**** Given data ****
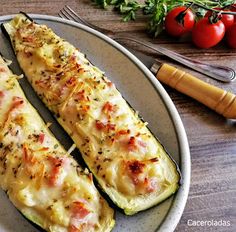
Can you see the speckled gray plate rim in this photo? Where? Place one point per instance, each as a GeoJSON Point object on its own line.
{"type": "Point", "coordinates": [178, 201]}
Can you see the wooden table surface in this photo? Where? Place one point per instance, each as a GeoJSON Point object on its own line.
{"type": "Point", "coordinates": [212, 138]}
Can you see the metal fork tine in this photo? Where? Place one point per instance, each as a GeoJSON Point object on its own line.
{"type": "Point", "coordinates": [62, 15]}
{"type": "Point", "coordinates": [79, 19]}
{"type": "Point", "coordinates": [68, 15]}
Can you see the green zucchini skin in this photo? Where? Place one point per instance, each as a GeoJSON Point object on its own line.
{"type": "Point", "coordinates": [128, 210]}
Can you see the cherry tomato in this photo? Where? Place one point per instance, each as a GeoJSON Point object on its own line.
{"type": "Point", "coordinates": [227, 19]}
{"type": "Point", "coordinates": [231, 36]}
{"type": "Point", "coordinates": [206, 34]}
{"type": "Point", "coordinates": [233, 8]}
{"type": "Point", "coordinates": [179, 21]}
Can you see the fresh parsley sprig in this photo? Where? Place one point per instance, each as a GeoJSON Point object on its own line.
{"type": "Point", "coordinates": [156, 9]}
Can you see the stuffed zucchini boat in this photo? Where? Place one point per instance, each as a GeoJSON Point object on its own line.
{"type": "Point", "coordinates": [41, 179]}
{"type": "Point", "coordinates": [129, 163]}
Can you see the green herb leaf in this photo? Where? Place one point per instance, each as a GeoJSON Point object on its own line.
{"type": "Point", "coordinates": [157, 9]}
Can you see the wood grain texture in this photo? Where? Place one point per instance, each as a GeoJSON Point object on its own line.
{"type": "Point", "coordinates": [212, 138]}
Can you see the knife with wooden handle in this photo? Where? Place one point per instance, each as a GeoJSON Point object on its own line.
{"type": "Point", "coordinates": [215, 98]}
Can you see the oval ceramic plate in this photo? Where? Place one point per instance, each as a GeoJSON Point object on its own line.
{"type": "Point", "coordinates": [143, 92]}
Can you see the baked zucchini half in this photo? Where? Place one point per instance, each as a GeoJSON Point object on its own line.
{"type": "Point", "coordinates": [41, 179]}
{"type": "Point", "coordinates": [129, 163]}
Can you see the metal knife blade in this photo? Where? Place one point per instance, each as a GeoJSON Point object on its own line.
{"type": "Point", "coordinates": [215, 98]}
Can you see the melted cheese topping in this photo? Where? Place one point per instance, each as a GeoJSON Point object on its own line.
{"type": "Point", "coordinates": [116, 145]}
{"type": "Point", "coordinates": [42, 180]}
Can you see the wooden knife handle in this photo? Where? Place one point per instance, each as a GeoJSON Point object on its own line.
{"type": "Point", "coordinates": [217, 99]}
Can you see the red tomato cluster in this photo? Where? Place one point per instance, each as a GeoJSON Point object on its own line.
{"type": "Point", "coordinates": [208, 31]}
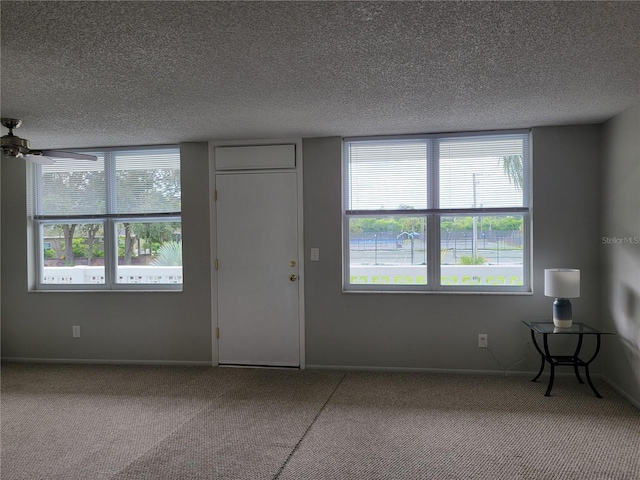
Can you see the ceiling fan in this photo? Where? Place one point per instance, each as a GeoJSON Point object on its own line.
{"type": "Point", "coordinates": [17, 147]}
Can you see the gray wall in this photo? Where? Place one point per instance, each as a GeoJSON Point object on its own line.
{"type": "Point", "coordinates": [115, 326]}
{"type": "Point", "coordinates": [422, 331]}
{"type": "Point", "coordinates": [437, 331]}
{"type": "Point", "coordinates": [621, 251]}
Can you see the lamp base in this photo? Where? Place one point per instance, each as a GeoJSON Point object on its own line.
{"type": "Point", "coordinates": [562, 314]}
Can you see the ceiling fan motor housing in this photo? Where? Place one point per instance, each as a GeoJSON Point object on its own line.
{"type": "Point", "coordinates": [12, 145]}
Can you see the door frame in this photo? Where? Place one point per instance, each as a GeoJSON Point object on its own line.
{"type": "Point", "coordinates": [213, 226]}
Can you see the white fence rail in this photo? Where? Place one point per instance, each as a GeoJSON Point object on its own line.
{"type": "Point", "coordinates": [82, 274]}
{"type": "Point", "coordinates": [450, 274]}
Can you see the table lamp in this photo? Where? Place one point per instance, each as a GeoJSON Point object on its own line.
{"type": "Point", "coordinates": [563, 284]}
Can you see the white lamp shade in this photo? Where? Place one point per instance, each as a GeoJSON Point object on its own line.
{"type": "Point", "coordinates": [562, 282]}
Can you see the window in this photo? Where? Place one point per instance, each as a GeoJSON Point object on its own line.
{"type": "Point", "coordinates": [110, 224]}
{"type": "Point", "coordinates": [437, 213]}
****
= Short task =
Copy out all of the records above line for line, leaving out the pictures.

= Written reply =
Can you see the speckled gray plate rim in this photo? Where? Place one point per instance, each as a GeoJSON Point object on its own line.
{"type": "Point", "coordinates": [178, 201]}
Can you see the wooden table surface in this photo? Where? Place one point per instance, each as a GeoJSON Point object on its own line.
{"type": "Point", "coordinates": [212, 138]}
Can you see the metal fork tine in this photo? Where? Place one point per instance, each as a GeoJSON Point object on its own line.
{"type": "Point", "coordinates": [62, 15]}
{"type": "Point", "coordinates": [79, 19]}
{"type": "Point", "coordinates": [68, 15]}
Can you see the green zucchini skin in this photo? Where? Place one point per instance, each as a GeoJSON Point object on its own line.
{"type": "Point", "coordinates": [128, 210]}
Can you see the cherry tomato in this photo? Where? Place one point per instance, each as a GeoJSON Point object on its own line.
{"type": "Point", "coordinates": [227, 19]}
{"type": "Point", "coordinates": [231, 36]}
{"type": "Point", "coordinates": [206, 34]}
{"type": "Point", "coordinates": [233, 8]}
{"type": "Point", "coordinates": [179, 21]}
Can you see the fresh parsley sprig in this photo? Where? Place one point per instance, each as a GeoJSON Point object on its own line.
{"type": "Point", "coordinates": [156, 9]}
Can you see the stuffed zucchini boat in this photo? Where? Place one point per instance, each as a GeoJSON Point object on its own line.
{"type": "Point", "coordinates": [41, 179]}
{"type": "Point", "coordinates": [129, 163]}
Can you see the green herb leaf in this photo? Where? Place one point per instance, each as a GeoJSON Point object on its own line.
{"type": "Point", "coordinates": [157, 9]}
Can you see the wood grain texture in this photo? Where? Place one point per instance, each as a GeoJSON Point object on its own line.
{"type": "Point", "coordinates": [212, 138]}
Can you see the knife with wooden handle in this photo? Where? Place one point per instance, each as a GeoJSON Point object on its own line.
{"type": "Point", "coordinates": [215, 98]}
Can you see the oval ceramic plate in this photo? Where? Place one point per instance, each as a GeoJSON Point object on its own line.
{"type": "Point", "coordinates": [143, 92]}
Can you see the baked zucchini half in this photo? Where? Place one point per instance, each as a GeoJSON Point object on its own line.
{"type": "Point", "coordinates": [41, 179]}
{"type": "Point", "coordinates": [129, 163]}
Can you see the metal knife blade in this photo? Where? Place one point per instance, each as a GeoJSON Point object on its own line.
{"type": "Point", "coordinates": [215, 98]}
Can you see the melted cheese topping in this photo? Where? Place one point per instance, each as a GeoJSON Point object on its own line.
{"type": "Point", "coordinates": [116, 145]}
{"type": "Point", "coordinates": [42, 180]}
Can you see the wooden knife handle in this photo? Where? Place one point per instance, each as a GeoJSON Point object on its own line.
{"type": "Point", "coordinates": [217, 99]}
Can you see the red tomato cluster in this photo? Where? Place one point per instance, each as a GeoJSON Point object on its own line.
{"type": "Point", "coordinates": [208, 31]}
Can you see the ceiling fan in this photo? Where? Place one point per instance, each as a GeoJSON Point object on its own line.
{"type": "Point", "coordinates": [17, 147]}
Can you see the gray wall in this photo? Where? Place one point per instance, each as a GeoJSON Point object on its own line.
{"type": "Point", "coordinates": [115, 326]}
{"type": "Point", "coordinates": [422, 331]}
{"type": "Point", "coordinates": [437, 331]}
{"type": "Point", "coordinates": [621, 251]}
Can you see the lamp base in this photo? Where? Place one point per instance, each as a GeoJSON Point object on its own line.
{"type": "Point", "coordinates": [562, 314]}
Can you see the ceiling fan motor housing in this photo? Where? Place one point per instance, each as a GeoJSON Point object on its own line.
{"type": "Point", "coordinates": [12, 145]}
Can you see the door frame in this photo? Where? Place one point per instance, each as a GeoJSON Point object on its own line.
{"type": "Point", "coordinates": [213, 226]}
Can you see the white fence rail in this photo? Where? Place one point per instance, each as a GeoJSON Point object on its own line.
{"type": "Point", "coordinates": [82, 274]}
{"type": "Point", "coordinates": [450, 274]}
Can you see the table lamp in this photo? Where? Place one point per instance, each as a GeoJSON Point object on its own line.
{"type": "Point", "coordinates": [563, 284]}
Can you see the white lamp shade in this photo? Where? Place one point per instance, each as a GeoJSON Point object on its own line.
{"type": "Point", "coordinates": [562, 282]}
Can you see the window in this photo? Where? Place one point per instance, each as a GeoJSON Point object on its own line.
{"type": "Point", "coordinates": [110, 224]}
{"type": "Point", "coordinates": [437, 213]}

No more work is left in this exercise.